Exercise: Copy the lines below exactly as they appear, starting with the line that contains "On this medical scan, whereabouts is the bench wooden" and continuing through the end of the records.

:: Records supplied ::

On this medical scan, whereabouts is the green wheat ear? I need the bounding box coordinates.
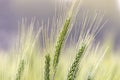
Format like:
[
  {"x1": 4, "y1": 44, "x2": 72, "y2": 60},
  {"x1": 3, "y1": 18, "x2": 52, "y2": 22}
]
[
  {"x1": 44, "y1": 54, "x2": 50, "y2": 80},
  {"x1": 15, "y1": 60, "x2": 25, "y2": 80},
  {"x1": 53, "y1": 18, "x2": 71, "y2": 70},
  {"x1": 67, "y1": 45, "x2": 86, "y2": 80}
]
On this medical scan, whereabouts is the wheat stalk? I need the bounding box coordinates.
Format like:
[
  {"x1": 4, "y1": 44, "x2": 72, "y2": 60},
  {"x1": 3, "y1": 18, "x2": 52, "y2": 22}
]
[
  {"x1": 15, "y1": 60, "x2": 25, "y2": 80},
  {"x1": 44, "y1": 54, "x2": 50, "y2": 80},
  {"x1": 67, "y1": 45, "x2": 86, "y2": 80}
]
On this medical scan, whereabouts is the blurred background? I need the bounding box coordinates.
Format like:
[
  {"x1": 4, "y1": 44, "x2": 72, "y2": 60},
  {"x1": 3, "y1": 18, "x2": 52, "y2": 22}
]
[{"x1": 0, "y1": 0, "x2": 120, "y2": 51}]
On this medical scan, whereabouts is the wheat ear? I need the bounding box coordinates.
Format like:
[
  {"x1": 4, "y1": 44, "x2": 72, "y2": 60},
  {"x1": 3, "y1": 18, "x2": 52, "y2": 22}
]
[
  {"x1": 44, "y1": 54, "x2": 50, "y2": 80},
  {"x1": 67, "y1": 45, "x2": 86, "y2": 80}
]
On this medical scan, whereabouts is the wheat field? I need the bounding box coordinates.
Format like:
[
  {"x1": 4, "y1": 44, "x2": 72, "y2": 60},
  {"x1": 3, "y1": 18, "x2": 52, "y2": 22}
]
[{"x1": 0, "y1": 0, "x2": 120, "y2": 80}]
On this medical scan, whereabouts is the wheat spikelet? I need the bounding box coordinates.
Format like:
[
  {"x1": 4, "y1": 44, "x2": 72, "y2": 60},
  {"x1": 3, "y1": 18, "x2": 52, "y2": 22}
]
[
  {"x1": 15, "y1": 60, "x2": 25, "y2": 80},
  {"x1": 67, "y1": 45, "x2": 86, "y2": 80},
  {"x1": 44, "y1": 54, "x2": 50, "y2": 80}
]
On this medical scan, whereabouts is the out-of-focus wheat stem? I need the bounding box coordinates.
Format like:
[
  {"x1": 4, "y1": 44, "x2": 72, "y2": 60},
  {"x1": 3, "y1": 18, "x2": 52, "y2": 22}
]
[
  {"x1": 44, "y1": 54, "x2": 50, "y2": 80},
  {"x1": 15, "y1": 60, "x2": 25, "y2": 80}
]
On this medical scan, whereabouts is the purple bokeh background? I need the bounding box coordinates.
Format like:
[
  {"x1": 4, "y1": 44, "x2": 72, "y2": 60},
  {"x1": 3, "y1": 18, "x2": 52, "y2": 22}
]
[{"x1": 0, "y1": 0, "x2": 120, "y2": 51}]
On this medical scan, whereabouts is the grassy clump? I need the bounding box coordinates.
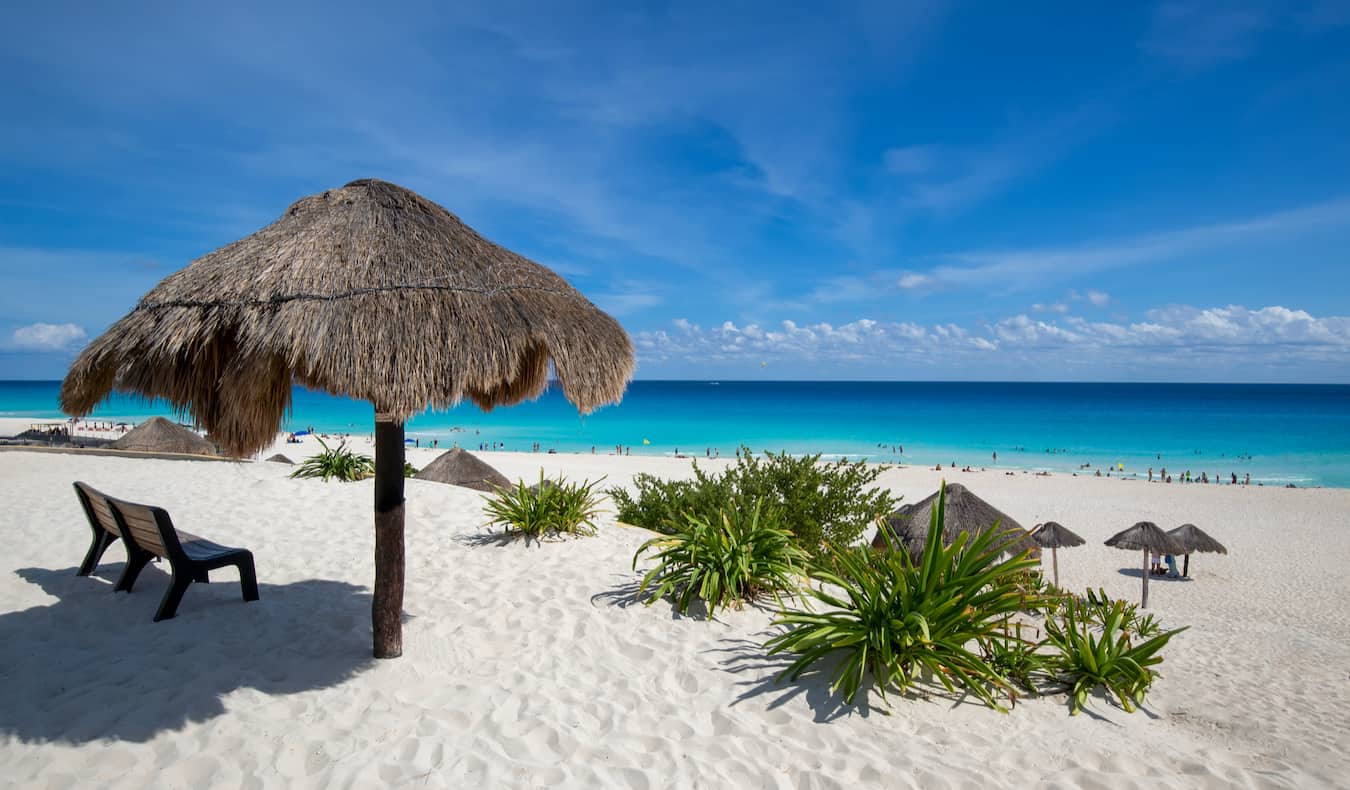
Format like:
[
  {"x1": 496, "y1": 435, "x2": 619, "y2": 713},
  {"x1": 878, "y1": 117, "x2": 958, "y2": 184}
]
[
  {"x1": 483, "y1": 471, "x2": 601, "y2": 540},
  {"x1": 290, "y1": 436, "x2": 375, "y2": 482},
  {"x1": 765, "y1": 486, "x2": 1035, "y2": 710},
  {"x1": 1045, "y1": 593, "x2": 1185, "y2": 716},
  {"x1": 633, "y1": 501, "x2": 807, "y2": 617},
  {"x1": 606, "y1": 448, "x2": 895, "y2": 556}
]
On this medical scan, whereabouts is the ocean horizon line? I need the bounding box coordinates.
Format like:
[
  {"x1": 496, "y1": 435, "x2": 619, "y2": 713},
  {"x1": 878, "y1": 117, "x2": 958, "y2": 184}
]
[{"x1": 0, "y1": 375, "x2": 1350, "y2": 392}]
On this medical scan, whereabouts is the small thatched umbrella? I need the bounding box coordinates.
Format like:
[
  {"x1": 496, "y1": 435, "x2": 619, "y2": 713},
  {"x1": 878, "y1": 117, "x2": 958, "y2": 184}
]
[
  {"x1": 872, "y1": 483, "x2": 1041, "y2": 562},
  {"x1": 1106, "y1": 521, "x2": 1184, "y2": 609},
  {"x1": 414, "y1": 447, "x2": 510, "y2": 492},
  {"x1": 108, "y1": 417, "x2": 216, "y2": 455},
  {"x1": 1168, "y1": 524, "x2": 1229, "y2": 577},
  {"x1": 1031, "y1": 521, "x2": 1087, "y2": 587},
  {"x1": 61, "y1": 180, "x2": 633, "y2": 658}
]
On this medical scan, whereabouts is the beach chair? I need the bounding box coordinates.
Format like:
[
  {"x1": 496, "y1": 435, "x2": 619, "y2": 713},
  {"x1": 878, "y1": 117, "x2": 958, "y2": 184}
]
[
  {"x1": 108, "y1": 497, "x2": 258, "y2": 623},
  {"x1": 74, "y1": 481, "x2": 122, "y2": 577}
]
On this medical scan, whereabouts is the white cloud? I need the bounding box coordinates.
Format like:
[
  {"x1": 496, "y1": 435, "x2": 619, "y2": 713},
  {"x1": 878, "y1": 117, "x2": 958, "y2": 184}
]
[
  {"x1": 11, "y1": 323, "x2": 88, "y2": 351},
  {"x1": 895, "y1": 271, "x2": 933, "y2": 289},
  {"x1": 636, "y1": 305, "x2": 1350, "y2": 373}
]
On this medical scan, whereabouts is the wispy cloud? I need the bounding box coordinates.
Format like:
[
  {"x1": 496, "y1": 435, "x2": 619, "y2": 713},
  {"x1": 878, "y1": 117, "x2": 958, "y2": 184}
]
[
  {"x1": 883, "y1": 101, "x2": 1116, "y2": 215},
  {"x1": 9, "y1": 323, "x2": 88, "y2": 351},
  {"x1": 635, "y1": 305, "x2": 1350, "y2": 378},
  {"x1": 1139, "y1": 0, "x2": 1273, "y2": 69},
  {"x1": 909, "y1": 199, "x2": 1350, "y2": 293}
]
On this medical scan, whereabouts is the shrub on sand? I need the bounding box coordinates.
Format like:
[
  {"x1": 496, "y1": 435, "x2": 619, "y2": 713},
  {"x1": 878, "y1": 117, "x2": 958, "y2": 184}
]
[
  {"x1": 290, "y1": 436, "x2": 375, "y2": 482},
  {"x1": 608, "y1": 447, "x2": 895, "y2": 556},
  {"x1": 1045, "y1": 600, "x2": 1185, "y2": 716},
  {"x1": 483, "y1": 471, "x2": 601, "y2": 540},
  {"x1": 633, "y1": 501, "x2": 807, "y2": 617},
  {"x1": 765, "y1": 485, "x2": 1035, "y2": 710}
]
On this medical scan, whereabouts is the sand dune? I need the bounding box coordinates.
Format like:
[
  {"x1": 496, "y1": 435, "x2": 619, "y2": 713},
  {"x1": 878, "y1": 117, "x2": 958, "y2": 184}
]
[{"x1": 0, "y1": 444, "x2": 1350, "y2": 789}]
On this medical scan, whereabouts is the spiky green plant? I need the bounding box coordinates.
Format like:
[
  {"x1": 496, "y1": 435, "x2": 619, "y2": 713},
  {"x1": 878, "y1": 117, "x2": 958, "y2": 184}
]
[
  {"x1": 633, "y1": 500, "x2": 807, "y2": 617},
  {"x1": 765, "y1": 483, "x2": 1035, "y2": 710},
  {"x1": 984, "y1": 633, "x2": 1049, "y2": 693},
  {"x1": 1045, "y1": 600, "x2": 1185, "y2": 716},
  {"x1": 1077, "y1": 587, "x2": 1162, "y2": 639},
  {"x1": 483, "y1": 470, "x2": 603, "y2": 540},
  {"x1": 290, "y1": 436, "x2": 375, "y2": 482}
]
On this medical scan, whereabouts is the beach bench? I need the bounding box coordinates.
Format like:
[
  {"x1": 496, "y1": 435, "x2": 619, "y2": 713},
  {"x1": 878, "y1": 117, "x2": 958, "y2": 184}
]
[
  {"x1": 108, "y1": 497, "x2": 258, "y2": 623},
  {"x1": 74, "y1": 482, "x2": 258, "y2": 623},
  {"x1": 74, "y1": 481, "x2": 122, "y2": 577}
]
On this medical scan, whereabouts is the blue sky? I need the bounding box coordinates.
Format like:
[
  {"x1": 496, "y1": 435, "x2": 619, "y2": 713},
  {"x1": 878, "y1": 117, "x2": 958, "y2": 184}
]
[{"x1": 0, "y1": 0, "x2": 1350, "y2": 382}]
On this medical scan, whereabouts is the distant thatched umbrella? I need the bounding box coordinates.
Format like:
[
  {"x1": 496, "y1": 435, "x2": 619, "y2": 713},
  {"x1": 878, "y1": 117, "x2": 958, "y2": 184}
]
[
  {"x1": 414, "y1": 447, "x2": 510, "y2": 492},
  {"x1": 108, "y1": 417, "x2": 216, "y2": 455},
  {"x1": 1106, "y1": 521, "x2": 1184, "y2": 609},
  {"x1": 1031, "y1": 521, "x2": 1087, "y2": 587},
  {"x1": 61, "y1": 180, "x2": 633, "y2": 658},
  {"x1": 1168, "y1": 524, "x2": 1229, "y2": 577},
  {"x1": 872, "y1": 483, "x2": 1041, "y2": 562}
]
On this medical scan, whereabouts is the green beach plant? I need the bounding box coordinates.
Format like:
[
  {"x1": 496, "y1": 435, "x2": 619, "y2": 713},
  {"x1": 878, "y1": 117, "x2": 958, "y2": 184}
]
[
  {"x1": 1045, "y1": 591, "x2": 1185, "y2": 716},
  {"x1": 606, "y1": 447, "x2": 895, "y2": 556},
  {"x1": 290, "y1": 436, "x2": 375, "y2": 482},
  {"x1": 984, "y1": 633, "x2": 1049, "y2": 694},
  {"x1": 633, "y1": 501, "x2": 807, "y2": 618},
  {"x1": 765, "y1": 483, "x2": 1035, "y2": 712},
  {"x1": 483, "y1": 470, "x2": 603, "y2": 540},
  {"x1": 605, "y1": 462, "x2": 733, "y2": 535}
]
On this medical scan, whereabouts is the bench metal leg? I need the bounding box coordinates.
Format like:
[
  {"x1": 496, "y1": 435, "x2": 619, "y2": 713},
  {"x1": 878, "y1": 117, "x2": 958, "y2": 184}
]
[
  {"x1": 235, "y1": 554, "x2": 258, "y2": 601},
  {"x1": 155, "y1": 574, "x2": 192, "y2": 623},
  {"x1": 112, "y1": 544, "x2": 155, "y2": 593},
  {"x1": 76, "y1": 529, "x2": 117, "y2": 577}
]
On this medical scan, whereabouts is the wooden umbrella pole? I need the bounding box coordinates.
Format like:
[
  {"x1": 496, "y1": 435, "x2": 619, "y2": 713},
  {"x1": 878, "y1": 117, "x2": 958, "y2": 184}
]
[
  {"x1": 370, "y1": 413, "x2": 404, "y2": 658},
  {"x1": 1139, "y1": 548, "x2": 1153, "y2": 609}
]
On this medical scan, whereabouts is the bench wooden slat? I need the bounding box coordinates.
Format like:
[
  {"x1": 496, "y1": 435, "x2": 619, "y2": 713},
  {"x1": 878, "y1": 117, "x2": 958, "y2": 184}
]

:::

Exercise result:
On this medical scan, whereabouts is the bench wooden slat? I need the bounding box coordinates.
Format like:
[
  {"x1": 496, "y1": 435, "x2": 619, "y2": 713},
  {"x1": 878, "y1": 117, "x2": 958, "y2": 184}
]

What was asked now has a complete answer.